(Records from an annotation dataset)
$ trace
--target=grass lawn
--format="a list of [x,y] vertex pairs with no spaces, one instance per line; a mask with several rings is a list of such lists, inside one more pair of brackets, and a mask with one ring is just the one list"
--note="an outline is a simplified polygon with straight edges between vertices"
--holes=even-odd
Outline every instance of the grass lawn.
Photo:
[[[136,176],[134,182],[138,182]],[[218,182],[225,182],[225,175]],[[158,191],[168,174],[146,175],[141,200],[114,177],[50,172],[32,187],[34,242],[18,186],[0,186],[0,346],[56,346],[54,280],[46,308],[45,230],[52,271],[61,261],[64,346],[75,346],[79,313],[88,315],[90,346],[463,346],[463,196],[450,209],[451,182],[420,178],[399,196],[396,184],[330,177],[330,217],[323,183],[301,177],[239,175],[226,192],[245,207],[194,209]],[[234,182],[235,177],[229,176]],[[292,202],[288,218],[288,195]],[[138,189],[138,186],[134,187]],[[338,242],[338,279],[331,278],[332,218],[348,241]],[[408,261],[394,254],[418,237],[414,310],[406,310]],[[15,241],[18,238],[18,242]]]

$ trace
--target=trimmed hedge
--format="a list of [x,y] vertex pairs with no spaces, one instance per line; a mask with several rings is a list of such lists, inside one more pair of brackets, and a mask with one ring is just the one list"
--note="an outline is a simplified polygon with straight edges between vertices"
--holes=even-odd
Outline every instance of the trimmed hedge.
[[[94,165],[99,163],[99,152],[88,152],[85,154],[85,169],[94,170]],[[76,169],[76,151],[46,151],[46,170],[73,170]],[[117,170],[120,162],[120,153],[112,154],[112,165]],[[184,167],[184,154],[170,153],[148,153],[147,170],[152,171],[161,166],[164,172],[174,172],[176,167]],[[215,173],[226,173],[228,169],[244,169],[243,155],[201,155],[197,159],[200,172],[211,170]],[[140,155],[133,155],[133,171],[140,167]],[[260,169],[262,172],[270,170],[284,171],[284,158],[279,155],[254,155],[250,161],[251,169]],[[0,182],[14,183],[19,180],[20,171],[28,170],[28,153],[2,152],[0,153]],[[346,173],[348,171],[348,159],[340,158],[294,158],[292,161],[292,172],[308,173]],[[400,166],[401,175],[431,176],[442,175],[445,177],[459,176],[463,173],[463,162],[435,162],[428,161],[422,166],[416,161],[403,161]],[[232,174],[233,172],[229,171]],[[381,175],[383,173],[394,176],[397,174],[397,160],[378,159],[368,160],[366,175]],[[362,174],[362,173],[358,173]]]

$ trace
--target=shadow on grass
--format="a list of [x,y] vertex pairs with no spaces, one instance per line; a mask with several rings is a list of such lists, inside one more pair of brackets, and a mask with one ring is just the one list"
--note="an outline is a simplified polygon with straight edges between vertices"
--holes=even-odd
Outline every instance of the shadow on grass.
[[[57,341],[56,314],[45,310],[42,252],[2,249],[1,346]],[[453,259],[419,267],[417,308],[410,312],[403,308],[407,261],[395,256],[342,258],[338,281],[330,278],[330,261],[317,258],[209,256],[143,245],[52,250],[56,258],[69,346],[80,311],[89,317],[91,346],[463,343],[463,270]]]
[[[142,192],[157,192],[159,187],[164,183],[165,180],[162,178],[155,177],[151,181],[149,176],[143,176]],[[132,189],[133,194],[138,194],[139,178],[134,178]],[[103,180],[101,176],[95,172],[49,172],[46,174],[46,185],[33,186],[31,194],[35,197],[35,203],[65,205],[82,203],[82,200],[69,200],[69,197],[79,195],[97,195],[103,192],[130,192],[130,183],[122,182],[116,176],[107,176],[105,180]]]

DIRECTIONS - Extract every record. Keep wording exact.

CORRECT RESULT -
$ trace
--target=grass lawn
--format="a list of [x,y] vertex pairs with no spaces, one instance per line; a mask with several rings is a list of such lists, inside one more pair of brackets, and a mask with one ring is just the one list"
--note="an outline is a simplified polygon with straight edges between vertices"
--holes=even-odd
Outline every instance of the grass lawn.
Photo:
[[[136,176],[134,182],[138,182]],[[218,182],[225,182],[225,175]],[[158,191],[168,174],[146,175],[141,200],[114,177],[50,172],[32,187],[34,242],[18,186],[0,186],[0,346],[56,346],[54,280],[46,308],[45,230],[52,271],[61,261],[64,346],[75,346],[79,313],[88,315],[90,346],[463,346],[463,196],[450,209],[451,182],[420,178],[399,196],[396,184],[330,177],[330,217],[323,183],[301,177],[239,175],[226,192],[245,207],[194,209]],[[234,182],[235,177],[229,176]],[[292,202],[288,218],[288,195]],[[138,189],[138,186],[134,187]],[[338,242],[338,279],[331,278],[332,218],[348,241]],[[408,261],[394,254],[418,237],[414,310],[406,310]],[[15,241],[18,238],[18,242]]]

$ trace
--target=trimmed hedge
--format="a list of [x,y] vertex pairs with no spaces, one instance per line; a mask with several rings is a list of such lists, inside one more pair of brackets, and a mask with one ring is just the one list"
--note="an outline is a simplified polygon with straight edges between vertices"
--holes=even-odd
Outline every instance of the trimmed hedge.
[[[94,165],[99,163],[99,152],[88,152],[85,154],[85,169],[94,170]],[[76,169],[76,151],[46,151],[46,170],[73,170]],[[117,170],[120,162],[120,153],[112,154],[112,165]],[[184,167],[184,154],[170,153],[148,153],[147,170],[152,171],[161,166],[164,172],[174,172],[176,167]],[[215,173],[226,173],[228,169],[244,169],[243,155],[201,155],[197,159],[200,172],[211,170]],[[140,155],[133,155],[133,171],[140,167]],[[260,169],[262,172],[270,170],[284,171],[284,158],[279,155],[254,155],[250,161],[251,169]],[[0,182],[14,183],[19,180],[20,171],[28,170],[28,153],[2,152],[0,153]],[[346,173],[348,171],[348,159],[340,158],[294,158],[292,161],[292,172],[308,173]],[[400,166],[401,175],[431,176],[442,175],[445,177],[459,176],[463,173],[463,162],[435,162],[428,161],[422,166],[416,161],[403,161]],[[232,174],[233,172],[229,171]],[[381,175],[383,173],[394,176],[397,174],[397,160],[378,159],[368,160],[366,175]],[[362,174],[362,173],[358,173]]]

$ trace
--target=shadow on grass
--format="a list of [x,y] vertex pairs with no spaces, one instance per line; a mask with several rings is a list of such lists, inside one more pair of brackets, and a mask with one ring is just the one list"
--note="an outline is a simplified polygon with straight edges between vertices"
--holes=even-odd
Outline every instance of the shadow on grass.
[[[57,341],[56,314],[45,310],[42,252],[2,249],[1,346]],[[453,259],[419,267],[417,308],[410,312],[403,308],[407,261],[395,256],[342,258],[338,281],[330,278],[330,261],[317,258],[209,256],[143,245],[52,250],[56,258],[69,346],[80,311],[89,317],[91,346],[463,343],[463,270]]]
[[[142,192],[157,192],[159,187],[164,183],[165,180],[162,178],[155,177],[151,181],[149,176],[143,176]],[[132,189],[133,194],[138,194],[139,178],[134,178]],[[103,180],[101,176],[95,172],[49,172],[46,174],[46,185],[33,186],[31,194],[35,197],[35,203],[65,205],[82,203],[82,200],[69,200],[69,197],[79,195],[97,195],[103,192],[130,192],[130,183],[122,182],[116,176],[107,176],[105,180]]]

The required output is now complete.